▸ **Set task**: Can you repeat every row below word for word, leaving out the pictures?

▸ **Given data**:
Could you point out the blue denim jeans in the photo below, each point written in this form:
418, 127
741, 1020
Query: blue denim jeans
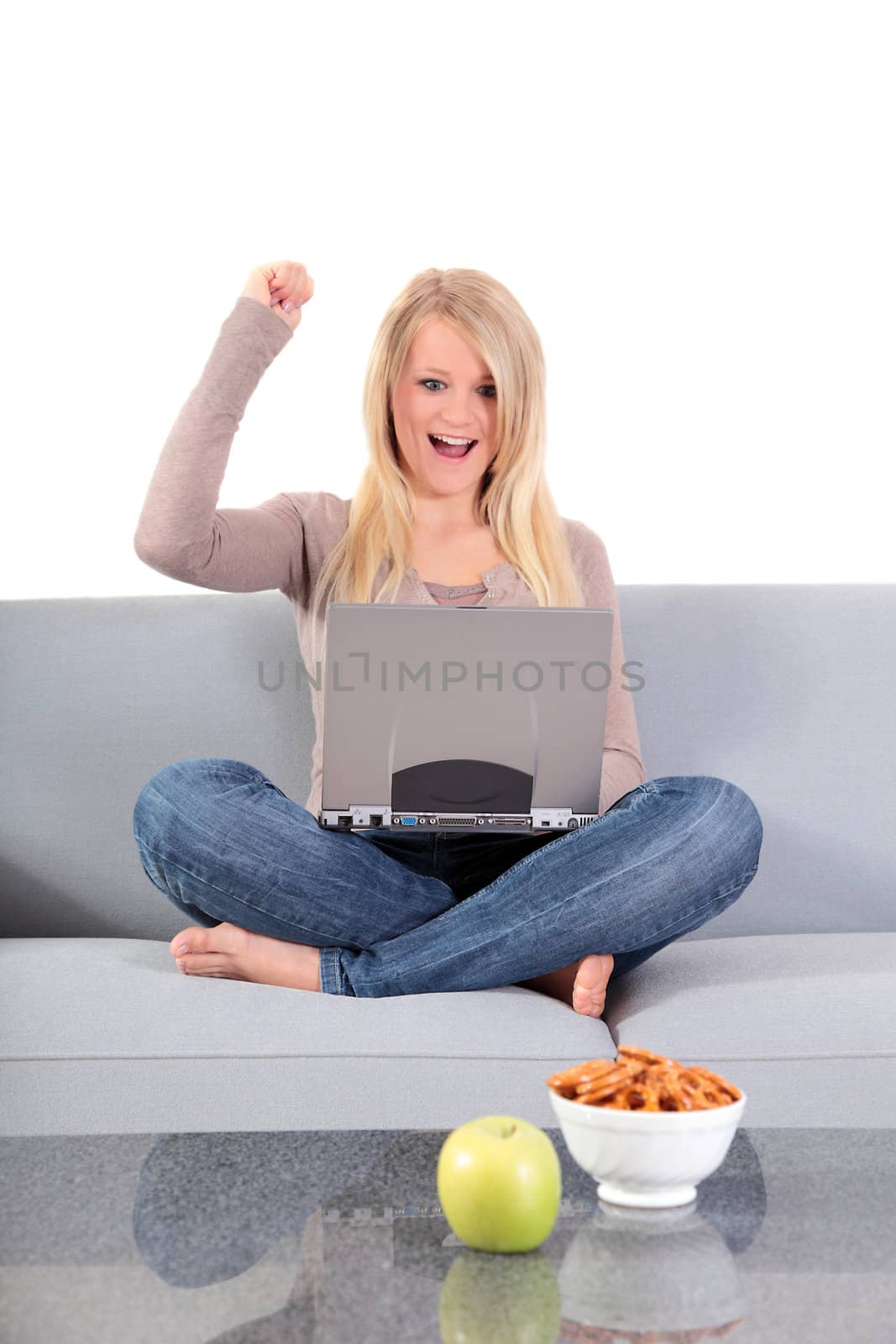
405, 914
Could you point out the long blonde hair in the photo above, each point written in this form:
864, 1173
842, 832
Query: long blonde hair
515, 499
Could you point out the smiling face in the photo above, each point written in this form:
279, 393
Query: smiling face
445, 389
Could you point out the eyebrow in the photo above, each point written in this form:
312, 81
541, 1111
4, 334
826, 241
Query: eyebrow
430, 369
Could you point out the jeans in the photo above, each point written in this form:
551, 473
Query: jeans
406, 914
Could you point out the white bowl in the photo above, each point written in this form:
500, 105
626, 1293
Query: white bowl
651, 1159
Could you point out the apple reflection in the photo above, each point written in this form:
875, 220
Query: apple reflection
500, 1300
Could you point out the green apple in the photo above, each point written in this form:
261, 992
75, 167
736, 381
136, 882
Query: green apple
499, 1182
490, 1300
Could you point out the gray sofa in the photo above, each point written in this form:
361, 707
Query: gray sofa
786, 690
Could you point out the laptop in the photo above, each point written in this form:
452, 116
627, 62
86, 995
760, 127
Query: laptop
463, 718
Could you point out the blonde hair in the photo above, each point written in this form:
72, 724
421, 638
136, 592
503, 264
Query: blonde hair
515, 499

▸ **Task solution**:
Could you point out the blue denim jeans in the photo below, each point written in this form:
418, 127
741, 1020
Query: blue denim jeans
405, 914
Could you point out the long blonde hair in the photo above, each point written in this form:
864, 1173
842, 832
Query: long blonde hair
515, 499
Could you point out the smiling face in the photo above, each point written in this form:
279, 393
Query: smiling face
445, 389
Could you point out the eyebrow in the photo above, each point written in this form:
312, 81
541, 1111
4, 334
826, 241
Query: eyebrow
430, 369
Could you point out the jeans in the photo above, each point written in this form:
551, 473
Query: jeans
406, 914
Could you point out the white bowl in the photo above, each point written in this form:
500, 105
626, 1293
Query: white bowl
651, 1159
Could you point out the apple reflection in the photo above, each point written in this form:
875, 220
Query: apple reflection
500, 1300
Could you point out the green apple in the photo above, each point written in this form:
261, 992
75, 167
736, 381
136, 882
Query: green apple
499, 1182
490, 1300
Could you point out the gray sofa in the photo above, each point written in this form:
361, 707
Query: gray sofa
786, 690
Could you point out the laptop in the photo above, each point written in this form:
452, 116
627, 62
86, 995
760, 127
Query: laptop
463, 718
Could you point out the blonde hair in the photo above, each point written in this form:
72, 724
421, 638
136, 592
503, 264
Query: blonde hair
515, 499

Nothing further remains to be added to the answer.